[DATA ENTRIES]:
● ● ● ● ●

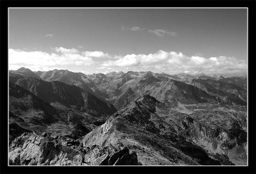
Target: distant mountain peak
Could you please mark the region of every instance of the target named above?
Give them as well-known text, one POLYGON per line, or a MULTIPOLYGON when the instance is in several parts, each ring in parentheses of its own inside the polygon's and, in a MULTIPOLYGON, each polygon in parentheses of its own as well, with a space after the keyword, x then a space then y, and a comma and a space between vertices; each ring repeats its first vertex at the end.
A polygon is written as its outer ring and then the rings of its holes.
POLYGON ((123 72, 122 71, 120 71, 120 72, 116 72, 116 73, 118 74, 124 74, 124 72, 123 72))

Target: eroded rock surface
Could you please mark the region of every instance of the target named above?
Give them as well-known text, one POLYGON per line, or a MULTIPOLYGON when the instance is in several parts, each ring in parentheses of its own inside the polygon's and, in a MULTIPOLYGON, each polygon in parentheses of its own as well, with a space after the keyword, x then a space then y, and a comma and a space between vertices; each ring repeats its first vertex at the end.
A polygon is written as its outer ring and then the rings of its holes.
POLYGON ((137 154, 127 147, 82 144, 56 133, 24 133, 11 144, 9 164, 15 165, 138 165, 137 154), (117 161, 118 161, 117 162, 117 161))

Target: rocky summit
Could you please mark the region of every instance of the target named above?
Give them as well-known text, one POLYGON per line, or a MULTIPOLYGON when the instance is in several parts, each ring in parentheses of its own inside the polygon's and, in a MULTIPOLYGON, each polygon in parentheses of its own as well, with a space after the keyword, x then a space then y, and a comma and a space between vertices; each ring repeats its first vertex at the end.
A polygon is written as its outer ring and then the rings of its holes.
POLYGON ((10 165, 246 165, 247 78, 9 72, 10 165))

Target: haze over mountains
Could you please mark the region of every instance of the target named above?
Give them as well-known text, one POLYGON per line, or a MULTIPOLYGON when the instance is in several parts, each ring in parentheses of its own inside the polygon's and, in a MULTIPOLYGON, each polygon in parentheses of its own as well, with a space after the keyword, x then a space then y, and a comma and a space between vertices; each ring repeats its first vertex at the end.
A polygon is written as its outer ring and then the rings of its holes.
POLYGON ((9 122, 21 127, 9 132, 10 141, 56 132, 85 149, 128 147, 142 165, 246 164, 246 74, 22 67, 10 71, 9 81, 9 122))

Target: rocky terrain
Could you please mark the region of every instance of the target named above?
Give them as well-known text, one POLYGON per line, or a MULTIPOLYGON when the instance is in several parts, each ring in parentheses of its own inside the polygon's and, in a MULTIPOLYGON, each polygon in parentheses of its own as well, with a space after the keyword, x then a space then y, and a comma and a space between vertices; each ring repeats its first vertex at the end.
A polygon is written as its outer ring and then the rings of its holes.
POLYGON ((137 155, 127 147, 84 147, 76 140, 43 133, 23 133, 10 144, 10 165, 136 165, 137 155))
POLYGON ((10 71, 9 164, 246 165, 245 78, 10 71))

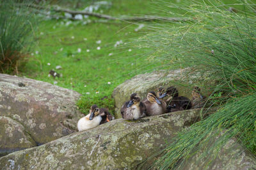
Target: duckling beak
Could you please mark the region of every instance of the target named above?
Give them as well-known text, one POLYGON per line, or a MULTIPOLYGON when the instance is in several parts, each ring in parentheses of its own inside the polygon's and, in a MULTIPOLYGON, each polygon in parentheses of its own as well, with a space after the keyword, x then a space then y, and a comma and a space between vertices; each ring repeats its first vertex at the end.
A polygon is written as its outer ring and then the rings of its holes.
POLYGON ((158 104, 162 104, 162 103, 160 102, 160 100, 158 100, 157 98, 156 98, 156 102, 157 102, 158 104))
POLYGON ((127 105, 127 107, 130 107, 132 105, 133 105, 133 102, 132 100, 130 100, 130 102, 129 102, 129 104, 127 105))
POLYGON ((159 97, 159 98, 164 98, 164 97, 165 97, 166 96, 167 96, 167 93, 163 93, 162 95, 161 95, 161 96, 159 97))
POLYGON ((89 120, 92 120, 93 119, 93 118, 94 118, 94 116, 95 116, 94 112, 92 112, 91 113, 91 115, 90 116, 89 120))

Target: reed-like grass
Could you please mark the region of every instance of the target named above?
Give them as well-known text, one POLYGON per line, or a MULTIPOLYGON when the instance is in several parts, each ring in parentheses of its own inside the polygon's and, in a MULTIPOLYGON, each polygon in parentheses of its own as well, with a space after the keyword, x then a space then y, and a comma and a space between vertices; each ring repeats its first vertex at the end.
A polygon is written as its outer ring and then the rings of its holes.
POLYGON ((138 41, 138 46, 150 51, 148 59, 163 61, 161 68, 189 66, 189 76, 195 72, 206 75, 208 81, 215 82, 212 90, 225 91, 226 100, 220 103, 213 99, 213 103, 221 104, 221 109, 170 141, 154 167, 182 167, 186 158, 200 150, 200 157, 211 164, 206 155, 217 156, 232 137, 256 154, 255 5, 250 1, 227 5, 210 0, 166 6, 165 12, 188 17, 188 21, 156 26, 156 31, 138 41), (230 6, 237 12, 228 10, 230 6), (179 10, 184 12, 180 15, 172 12, 179 10), (223 132, 226 135, 211 143, 223 132))
POLYGON ((33 43, 36 19, 29 12, 29 3, 17 7, 19 1, 0 2, 0 72, 18 71, 20 59, 28 56, 33 43))

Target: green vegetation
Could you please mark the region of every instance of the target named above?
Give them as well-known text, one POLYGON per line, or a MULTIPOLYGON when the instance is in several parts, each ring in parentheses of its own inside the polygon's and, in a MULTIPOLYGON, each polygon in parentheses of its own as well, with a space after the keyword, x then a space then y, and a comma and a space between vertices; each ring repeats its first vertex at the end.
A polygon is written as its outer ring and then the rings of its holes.
POLYGON ((28 3, 16 7, 13 0, 0 2, 0 72, 18 72, 19 63, 27 56, 33 32, 36 27, 35 15, 28 3))
POLYGON ((164 61, 162 68, 190 66, 189 76, 206 74, 205 81, 212 80, 216 84, 205 88, 213 91, 212 97, 211 97, 214 102, 221 104, 216 113, 172 141, 156 162, 157 168, 181 167, 182 162, 200 149, 204 151, 200 157, 206 160, 207 154, 217 157, 234 137, 256 154, 255 13, 253 4, 236 1, 237 9, 241 9, 237 13, 227 11, 220 1, 189 6, 167 4, 188 12, 190 21, 173 27, 162 24, 145 36, 147 44, 139 42, 148 49, 153 60, 164 61), (224 93, 216 95, 220 89, 224 93), (221 133, 225 135, 219 137, 221 133), (217 137, 218 143, 212 144, 212 139, 217 137))

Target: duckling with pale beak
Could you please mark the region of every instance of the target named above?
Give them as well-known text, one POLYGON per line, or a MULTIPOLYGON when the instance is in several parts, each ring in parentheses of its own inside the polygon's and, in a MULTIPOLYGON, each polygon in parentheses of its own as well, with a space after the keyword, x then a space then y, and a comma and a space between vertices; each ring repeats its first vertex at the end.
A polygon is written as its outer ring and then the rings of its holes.
POLYGON ((132 93, 130 101, 125 102, 121 108, 122 117, 125 120, 138 120, 146 116, 146 107, 140 102, 137 93, 132 93))
POLYGON ((149 92, 143 102, 146 106, 147 116, 161 114, 167 111, 166 103, 159 100, 154 91, 149 92))
POLYGON ((190 100, 185 97, 179 97, 178 89, 175 87, 170 86, 168 88, 165 93, 161 94, 159 98, 163 98, 166 97, 168 97, 165 100, 168 105, 168 112, 187 110, 192 107, 190 100))
POLYGON ((201 94, 201 89, 198 86, 193 89, 191 100, 193 108, 202 108, 205 104, 205 97, 201 94))
MULTIPOLYGON (((93 105, 90 109, 90 113, 81 118, 77 122, 78 131, 82 131, 96 127, 100 124, 110 121, 110 113, 107 109, 99 109, 97 105, 93 105)), ((111 114, 110 114, 111 115, 111 114)), ((111 116, 112 118, 112 116, 111 116)))

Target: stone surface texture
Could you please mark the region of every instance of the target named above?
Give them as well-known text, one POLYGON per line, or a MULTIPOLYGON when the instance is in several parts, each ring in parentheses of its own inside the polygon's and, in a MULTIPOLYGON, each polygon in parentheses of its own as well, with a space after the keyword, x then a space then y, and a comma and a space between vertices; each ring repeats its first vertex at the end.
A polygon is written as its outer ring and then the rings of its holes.
POLYGON ((76 131, 80 94, 49 83, 0 74, 0 155, 76 131))
POLYGON ((198 120, 200 109, 115 120, 40 146, 0 158, 3 169, 131 169, 163 148, 184 127, 198 120))

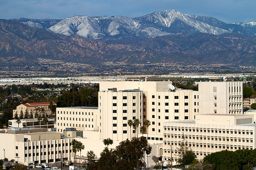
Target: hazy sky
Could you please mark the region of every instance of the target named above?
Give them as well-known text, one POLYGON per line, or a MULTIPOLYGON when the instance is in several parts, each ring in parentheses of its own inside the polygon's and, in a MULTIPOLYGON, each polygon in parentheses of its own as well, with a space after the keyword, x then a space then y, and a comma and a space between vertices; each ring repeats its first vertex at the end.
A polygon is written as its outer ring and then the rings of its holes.
POLYGON ((0 0, 0 18, 63 19, 75 15, 131 17, 175 9, 227 23, 256 21, 256 0, 0 0))

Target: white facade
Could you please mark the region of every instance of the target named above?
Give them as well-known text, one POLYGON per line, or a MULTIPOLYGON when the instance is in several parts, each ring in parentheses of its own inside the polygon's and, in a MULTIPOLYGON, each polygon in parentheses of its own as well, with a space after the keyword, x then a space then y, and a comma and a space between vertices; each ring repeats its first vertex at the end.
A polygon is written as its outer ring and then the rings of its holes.
POLYGON ((170 159, 172 145, 173 161, 177 161, 177 150, 183 136, 200 160, 225 150, 253 150, 255 130, 252 115, 197 115, 195 121, 165 123, 163 160, 170 159))
POLYGON ((56 131, 62 132, 66 128, 77 130, 98 131, 99 111, 97 107, 71 107, 56 109, 56 131))
MULTIPOLYGON (((31 131, 32 131, 31 130, 31 131)), ((54 163, 72 158, 72 138, 61 138, 59 133, 53 132, 19 133, 19 130, 0 133, 1 159, 5 156, 28 165, 29 163, 54 163)))

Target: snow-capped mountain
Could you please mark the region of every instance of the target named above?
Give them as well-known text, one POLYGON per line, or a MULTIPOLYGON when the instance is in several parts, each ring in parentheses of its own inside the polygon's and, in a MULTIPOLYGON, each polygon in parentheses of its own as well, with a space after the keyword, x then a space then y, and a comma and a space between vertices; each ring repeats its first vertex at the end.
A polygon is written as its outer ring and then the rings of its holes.
POLYGON ((175 10, 156 12, 134 18, 121 16, 75 16, 61 20, 16 20, 30 27, 42 28, 55 33, 67 36, 78 35, 93 39, 119 36, 151 38, 198 33, 214 35, 239 33, 256 35, 255 22, 226 23, 214 17, 190 15, 175 10))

● ● ● ● ●

[GOAL]: Please pick out and copy every line of the items above that contains the word "surface", matching case exactly.

[COMPLETE OUTPUT]:
Target: eroded rock surface
Target: stone surface texture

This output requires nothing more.